[BEGIN Text excerpt]
Day 20.
It's possible to over-egg the pudding, to take a good thing and, by adding too much, turn it bad. Imaginative architects are particularly prone to this trend, or maybe it's their insistent clients who demand they 'add value' or include features beyond the original commission -or take them away. It's also possible to get something 'just right', to achieve balance and then accolade. Such was the 2012 Singapore Grand Prix.
On paper this motor race has got it all -a nighttime street circuit around the floodlit
concrete canyons of a stylish, modern, tropical city. The streets are closed, stands and barriers erected well in advance, professionalism sought and achieved. There's little to beat it as a televised sporting event.
[END Text excerpt]
[BEGIN Entries shown]
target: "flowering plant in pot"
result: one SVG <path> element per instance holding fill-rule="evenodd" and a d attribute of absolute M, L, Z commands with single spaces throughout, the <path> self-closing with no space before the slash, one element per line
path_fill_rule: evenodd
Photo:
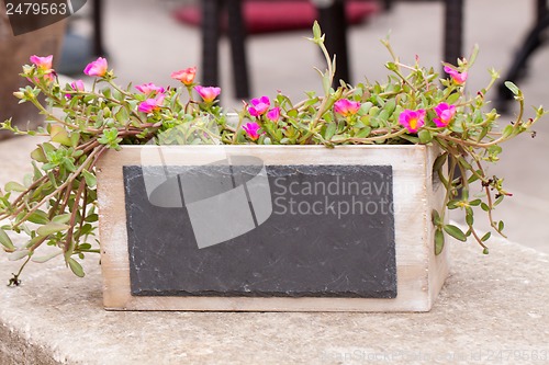
<path fill-rule="evenodd" d="M 137 87 L 117 85 L 114 72 L 105 59 L 91 62 L 85 73 L 93 77 L 87 88 L 81 80 L 60 84 L 49 57 L 31 57 L 23 66 L 22 77 L 30 84 L 14 93 L 21 103 L 32 103 L 46 115 L 47 125 L 23 132 L 2 124 L 15 134 L 43 136 L 32 152 L 33 173 L 22 183 L 9 182 L 0 191 L 0 243 L 11 260 L 45 262 L 63 255 L 78 276 L 83 276 L 80 260 L 98 253 L 96 223 L 98 220 L 98 161 L 108 150 L 124 145 L 160 141 L 167 130 L 180 128 L 181 145 L 322 145 L 337 149 L 344 145 L 427 145 L 439 149 L 434 162 L 435 174 L 445 187 L 444 205 L 464 214 L 466 229 L 448 224 L 447 209 L 433 210 L 435 230 L 433 250 L 440 253 L 449 235 L 464 241 L 469 237 L 488 253 L 491 232 L 479 233 L 474 213 L 482 209 L 493 231 L 503 235 L 503 223 L 493 209 L 512 194 L 503 187 L 503 179 L 490 176 L 486 164 L 497 161 L 501 144 L 531 126 L 545 114 L 539 107 L 531 117 L 524 116 L 524 98 L 511 82 L 519 112 L 511 124 L 498 127 L 498 114 L 486 110 L 485 94 L 498 75 L 491 70 L 490 84 L 470 96 L 464 92 L 468 70 L 475 52 L 457 65 L 444 64 L 448 78 L 440 79 L 433 68 L 404 65 L 383 41 L 392 60 L 385 83 L 362 82 L 356 85 L 340 81 L 333 87 L 335 57 L 324 46 L 324 35 L 317 24 L 312 42 L 317 44 L 327 62 L 318 70 L 324 93 L 307 92 L 306 99 L 293 102 L 279 93 L 244 102 L 236 122 L 217 104 L 221 89 L 199 85 L 195 68 L 172 73 L 182 85 Z M 46 96 L 45 105 L 38 95 Z M 61 113 L 56 113 L 59 110 Z M 168 134 L 169 135 L 169 134 Z M 10 235 L 8 235 L 10 232 Z M 11 233 L 26 235 L 22 246 L 15 246 Z M 42 247 L 56 250 L 45 250 Z M 10 284 L 19 285 L 21 271 Z"/>

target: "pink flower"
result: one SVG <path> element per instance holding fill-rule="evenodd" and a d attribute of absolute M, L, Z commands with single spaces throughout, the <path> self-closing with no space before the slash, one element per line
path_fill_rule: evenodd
[END Entries shown]
Set of tasks:
a) Translate this sentence from the Singapore Grand Prix piece into Spanish: "There's little to beat it as a televised sporting event."
b) Write the next few sentences of the Singapore Grand Prix piece, picking up after its final sentence.

Expected results:
a) Hay poco que lo supere como evento deportivo televisado.

b)
The common grievance against this Grand Prix, however, is that it's boring. It is precisely because it is a street circuit and that there are few opportunities to overtake that the charge of predictability can be leveled: the race leader at the first bend of the first lap can very often stay there until the last. There are several straights in the circuit, but they are relatively narrow. But the biggest and perhaps most justified complaint is that there are few places outside the stands to observe the race and that even the view from the stands is inadequate. It's also expensive -pit grandstand tickets being US$1000, with 8 friends in the Bay grandstand at a little over US$200!
Arriving in Singapore by bus, it quickly became apparent that something big was about to happen. Within the next 24 hours some of the mightiest racing car drivers on the planet would compete for the title and the points in another battle for the championship. Arriving in the city on the Saturday night, we peered over the bridges near the bay onto the illuminated circuit, ready for more practice runs and as bright as noonday. We had to go.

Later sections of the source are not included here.